Task to carry out — Reproduce every line of the listing below without any changes, and leave the pictures out.

[Image box annotation listing]
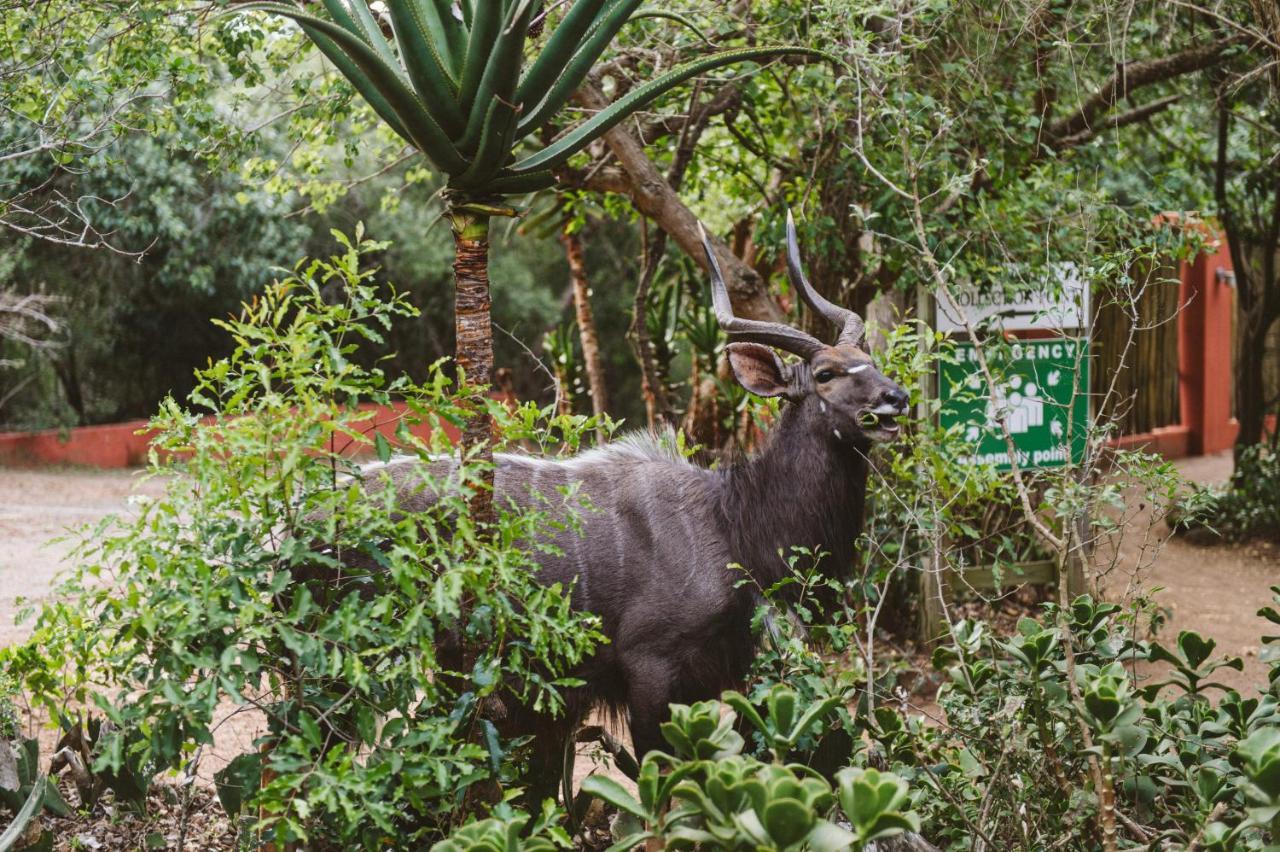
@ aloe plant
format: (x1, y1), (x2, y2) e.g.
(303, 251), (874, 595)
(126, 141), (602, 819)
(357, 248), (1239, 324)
(237, 0), (822, 504)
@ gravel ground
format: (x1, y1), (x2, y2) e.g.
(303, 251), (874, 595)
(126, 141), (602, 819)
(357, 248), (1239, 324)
(0, 454), (1280, 848)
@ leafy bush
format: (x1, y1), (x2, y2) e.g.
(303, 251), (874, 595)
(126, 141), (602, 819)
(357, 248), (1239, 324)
(1171, 444), (1280, 541)
(3, 232), (600, 847)
(582, 684), (919, 851)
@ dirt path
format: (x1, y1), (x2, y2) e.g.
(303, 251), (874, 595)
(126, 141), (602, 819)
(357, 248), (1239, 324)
(1106, 452), (1280, 695)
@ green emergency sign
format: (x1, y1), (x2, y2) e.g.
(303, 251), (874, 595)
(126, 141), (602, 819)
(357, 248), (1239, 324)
(938, 338), (1089, 471)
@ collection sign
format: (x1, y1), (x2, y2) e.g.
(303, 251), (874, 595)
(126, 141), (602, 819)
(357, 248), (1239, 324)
(936, 262), (1089, 333)
(938, 338), (1089, 471)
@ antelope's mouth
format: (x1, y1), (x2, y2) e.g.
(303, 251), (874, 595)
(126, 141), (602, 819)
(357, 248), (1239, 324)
(858, 404), (906, 441)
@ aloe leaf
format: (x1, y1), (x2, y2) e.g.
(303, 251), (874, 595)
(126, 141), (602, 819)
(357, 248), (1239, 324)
(458, 0), (538, 152)
(404, 0), (467, 73)
(458, 0), (507, 115)
(511, 46), (832, 174)
(485, 170), (555, 193)
(627, 9), (716, 47)
(0, 775), (49, 852)
(384, 0), (465, 137)
(236, 3), (467, 174)
(516, 0), (605, 109)
(302, 24), (415, 145)
(452, 97), (516, 189)
(518, 0), (643, 136)
(432, 0), (471, 68)
(324, 0), (399, 68)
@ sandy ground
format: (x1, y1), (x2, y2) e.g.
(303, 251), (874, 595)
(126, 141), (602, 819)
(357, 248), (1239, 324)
(0, 454), (1280, 780)
(1100, 452), (1280, 695)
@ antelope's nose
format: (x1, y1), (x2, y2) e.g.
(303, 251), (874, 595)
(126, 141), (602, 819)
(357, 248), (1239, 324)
(881, 385), (910, 411)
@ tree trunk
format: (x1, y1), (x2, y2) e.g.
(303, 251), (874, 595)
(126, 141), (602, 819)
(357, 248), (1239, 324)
(561, 226), (609, 440)
(448, 203), (494, 523)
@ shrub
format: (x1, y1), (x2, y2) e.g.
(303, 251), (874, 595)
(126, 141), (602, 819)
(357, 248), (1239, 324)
(1171, 444), (1280, 541)
(4, 232), (600, 848)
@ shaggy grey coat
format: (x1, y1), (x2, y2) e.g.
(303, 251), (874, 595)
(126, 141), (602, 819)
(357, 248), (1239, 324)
(371, 394), (869, 756)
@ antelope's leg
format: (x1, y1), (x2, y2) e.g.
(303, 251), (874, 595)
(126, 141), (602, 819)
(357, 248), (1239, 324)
(627, 656), (676, 762)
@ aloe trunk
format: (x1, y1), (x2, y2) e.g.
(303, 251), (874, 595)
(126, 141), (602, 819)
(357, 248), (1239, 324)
(561, 226), (609, 440)
(447, 205), (493, 522)
(234, 0), (829, 519)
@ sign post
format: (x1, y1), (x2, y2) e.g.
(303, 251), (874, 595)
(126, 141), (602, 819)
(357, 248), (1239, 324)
(918, 273), (1091, 641)
(938, 338), (1089, 471)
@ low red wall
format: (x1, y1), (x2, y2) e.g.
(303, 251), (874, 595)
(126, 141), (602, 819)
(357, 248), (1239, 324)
(0, 420), (151, 467)
(0, 403), (471, 468)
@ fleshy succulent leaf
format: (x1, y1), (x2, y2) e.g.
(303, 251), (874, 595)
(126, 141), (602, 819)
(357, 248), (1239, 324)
(520, 0), (643, 134)
(385, 0), (463, 137)
(236, 3), (467, 174)
(516, 0), (605, 110)
(512, 46), (831, 174)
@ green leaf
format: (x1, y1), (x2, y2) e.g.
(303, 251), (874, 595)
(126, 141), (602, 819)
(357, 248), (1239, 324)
(458, 0), (538, 153)
(520, 0), (643, 136)
(762, 798), (814, 849)
(516, 0), (605, 111)
(511, 46), (831, 174)
(458, 0), (507, 115)
(385, 0), (465, 138)
(236, 3), (467, 174)
(324, 0), (397, 68)
(214, 751), (262, 819)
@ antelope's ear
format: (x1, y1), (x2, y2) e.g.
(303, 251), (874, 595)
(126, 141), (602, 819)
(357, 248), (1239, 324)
(728, 343), (791, 397)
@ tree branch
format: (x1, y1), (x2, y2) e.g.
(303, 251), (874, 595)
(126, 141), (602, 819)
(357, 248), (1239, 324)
(1048, 36), (1244, 147)
(1053, 95), (1181, 151)
(575, 81), (783, 321)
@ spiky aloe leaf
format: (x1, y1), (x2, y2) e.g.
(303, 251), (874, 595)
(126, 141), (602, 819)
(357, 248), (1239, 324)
(324, 0), (398, 68)
(458, 0), (538, 150)
(384, 0), (467, 78)
(511, 46), (835, 174)
(631, 9), (716, 47)
(451, 97), (516, 189)
(458, 0), (507, 115)
(517, 0), (643, 136)
(384, 0), (466, 138)
(485, 170), (556, 196)
(516, 0), (605, 110)
(234, 3), (467, 174)
(300, 24), (413, 145)
(432, 0), (471, 72)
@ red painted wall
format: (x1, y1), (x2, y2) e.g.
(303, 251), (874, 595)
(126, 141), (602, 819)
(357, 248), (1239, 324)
(1178, 232), (1238, 455)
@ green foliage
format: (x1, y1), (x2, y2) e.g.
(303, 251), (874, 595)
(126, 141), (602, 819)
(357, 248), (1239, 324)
(582, 686), (919, 851)
(911, 597), (1280, 849)
(1172, 444), (1280, 541)
(3, 230), (600, 846)
(239, 0), (823, 200)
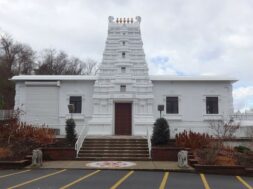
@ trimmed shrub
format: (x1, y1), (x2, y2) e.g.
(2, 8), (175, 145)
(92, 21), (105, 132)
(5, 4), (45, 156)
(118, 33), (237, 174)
(65, 119), (76, 145)
(176, 131), (213, 149)
(234, 145), (250, 153)
(151, 118), (170, 145)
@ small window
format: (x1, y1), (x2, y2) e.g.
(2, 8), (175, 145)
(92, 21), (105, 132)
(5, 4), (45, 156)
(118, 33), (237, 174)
(121, 67), (126, 73)
(206, 97), (219, 114)
(166, 97), (178, 114)
(120, 85), (126, 92)
(69, 96), (82, 113)
(122, 52), (126, 58)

Task output —
@ aloe plant
format: (x1, y1), (x2, y2) e.g.
(303, 251), (874, 595)
(126, 141), (602, 819)
(357, 248), (1239, 324)
(237, 0), (822, 504)
@ gravel ground
format: (x1, y1), (x2, y2) e.g.
(303, 251), (874, 595)
(126, 141), (602, 819)
(357, 248), (1239, 324)
(0, 454), (1280, 848)
@ leafy bush
format: (x1, y1), (x2, y2) e.g.
(303, 251), (874, 595)
(126, 141), (602, 819)
(357, 248), (1239, 324)
(1171, 444), (1280, 541)
(3, 232), (600, 847)
(582, 684), (919, 851)
@ dirt path
format: (x1, y1), (x2, y2) e.g.
(303, 251), (874, 595)
(126, 141), (602, 819)
(357, 248), (1239, 324)
(1106, 452), (1280, 695)
@ green emergency sign
format: (x1, y1), (x2, y2) e.g.
(303, 251), (874, 595)
(126, 141), (602, 819)
(357, 248), (1239, 324)
(938, 338), (1089, 471)
@ collection sign
format: (x1, y1), (x2, y2) e.g.
(303, 251), (874, 595)
(126, 141), (602, 819)
(357, 248), (1239, 324)
(936, 262), (1089, 333)
(938, 338), (1089, 471)
@ antelope's mouth
format: (x1, y1), (x2, y2) e.g.
(303, 251), (874, 595)
(126, 141), (602, 819)
(357, 248), (1239, 324)
(858, 404), (906, 441)
@ aloe leaf
format: (x1, y1), (x2, y2) e.g.
(303, 251), (874, 595)
(126, 141), (602, 819)
(357, 248), (1239, 324)
(458, 0), (538, 152)
(404, 0), (467, 73)
(458, 0), (507, 115)
(511, 46), (832, 174)
(485, 170), (555, 193)
(627, 9), (716, 47)
(0, 775), (49, 852)
(384, 0), (465, 137)
(236, 3), (467, 174)
(516, 0), (605, 109)
(302, 24), (415, 145)
(452, 97), (516, 189)
(518, 0), (643, 136)
(432, 0), (471, 68)
(324, 0), (399, 68)
@ sandy ground
format: (x1, y1), (x2, y2) e.g.
(303, 251), (874, 595)
(126, 141), (602, 819)
(357, 248), (1239, 324)
(0, 454), (1280, 780)
(1100, 452), (1280, 695)
@ antelope's nose
format: (x1, y1), (x2, y2) e.g.
(303, 251), (874, 595)
(126, 141), (602, 819)
(357, 248), (1239, 324)
(881, 385), (910, 411)
@ tree trunk
format: (x1, y1), (x2, y2) e.g.
(303, 251), (874, 595)
(126, 141), (602, 819)
(357, 248), (1239, 324)
(561, 226), (609, 440)
(448, 203), (494, 523)
@ shrub
format: (x1, y1), (x2, y2) e.g.
(303, 251), (874, 595)
(126, 141), (602, 819)
(357, 248), (1239, 324)
(1171, 444), (1280, 541)
(4, 232), (600, 848)
@ shaggy grey coat
format: (x1, y1), (x2, y2) e.g.
(303, 251), (874, 595)
(126, 141), (602, 819)
(357, 248), (1239, 324)
(371, 394), (869, 756)
@ antelope's leg
format: (x1, y1), (x2, y2) e.g.
(303, 251), (874, 595)
(126, 141), (602, 819)
(357, 248), (1239, 324)
(627, 656), (676, 762)
@ aloe trunk
format: (x1, y1), (x2, y2) e.g.
(303, 251), (874, 595)
(126, 141), (602, 819)
(357, 248), (1239, 324)
(561, 226), (609, 440)
(447, 205), (493, 522)
(234, 0), (829, 519)
@ sign post
format: (x1, y1), (x2, y2) e.g.
(303, 251), (874, 595)
(126, 141), (602, 819)
(357, 248), (1239, 324)
(918, 273), (1091, 641)
(938, 338), (1089, 471)
@ low red wall
format: (x1, y1), (x2, y2) e.g.
(303, 251), (874, 595)
(126, 141), (602, 819)
(357, 248), (1239, 324)
(0, 420), (151, 467)
(0, 403), (471, 468)
@ fleshy succulent leaf
format: (x1, y1), (x2, y2) e.g.
(303, 251), (874, 595)
(126, 141), (602, 819)
(357, 248), (1239, 324)
(520, 0), (643, 134)
(385, 0), (463, 137)
(236, 3), (467, 174)
(516, 0), (605, 110)
(512, 46), (831, 174)
@ green leaf
format: (x1, y1), (x2, y2) e.g.
(303, 251), (874, 595)
(126, 141), (602, 819)
(357, 248), (1239, 324)
(458, 0), (538, 153)
(520, 0), (643, 136)
(762, 798), (814, 849)
(516, 0), (605, 111)
(511, 46), (831, 174)
(458, 0), (507, 115)
(385, 0), (465, 138)
(236, 3), (467, 174)
(324, 0), (397, 68)
(214, 751), (262, 819)
@ antelope's ear
format: (x1, y1), (x2, y2) e.g.
(303, 251), (874, 595)
(126, 141), (602, 819)
(357, 248), (1239, 324)
(728, 343), (791, 397)
@ tree branch
format: (x1, y1), (x2, y2) e.g.
(303, 251), (874, 595)
(126, 141), (602, 819)
(357, 248), (1239, 324)
(1048, 36), (1244, 147)
(1053, 95), (1181, 151)
(575, 81), (783, 321)
@ spiky aloe leaf
format: (x1, y1), (x2, y2) e.g.
(303, 251), (874, 595)
(126, 141), (602, 819)
(357, 248), (1239, 324)
(324, 0), (398, 68)
(458, 0), (538, 150)
(384, 0), (467, 78)
(511, 46), (835, 174)
(631, 9), (716, 47)
(451, 97), (516, 189)
(458, 0), (507, 115)
(517, 0), (643, 136)
(384, 0), (466, 138)
(485, 170), (556, 196)
(516, 0), (605, 110)
(234, 3), (467, 174)
(300, 24), (413, 145)
(432, 0), (471, 72)
@ red painted wall
format: (x1, y1), (x2, y2) e.g.
(303, 251), (874, 595)
(126, 141), (602, 819)
(357, 248), (1239, 324)
(1178, 232), (1238, 455)
@ green foliage
format: (x1, y1), (x2, y2) e.g.
(303, 251), (874, 595)
(126, 141), (602, 819)
(357, 248), (1239, 324)
(582, 686), (919, 851)
(911, 597), (1280, 849)
(1172, 444), (1280, 541)
(3, 230), (600, 846)
(239, 0), (823, 200)
@ trimmed shrub
format: (x1, y1), (x2, y2) e.g.
(2, 8), (175, 145)
(92, 21), (105, 132)
(5, 4), (45, 156)
(118, 33), (237, 174)
(65, 119), (76, 145)
(176, 131), (213, 149)
(234, 145), (250, 153)
(151, 118), (170, 145)
@ small window
format: (x1, y1), (x2, y2) e.g.
(2, 8), (175, 145)
(92, 21), (105, 132)
(5, 4), (45, 156)
(118, 33), (237, 174)
(121, 67), (126, 73)
(206, 97), (219, 114)
(166, 97), (178, 114)
(120, 85), (126, 92)
(69, 96), (82, 113)
(122, 52), (126, 58)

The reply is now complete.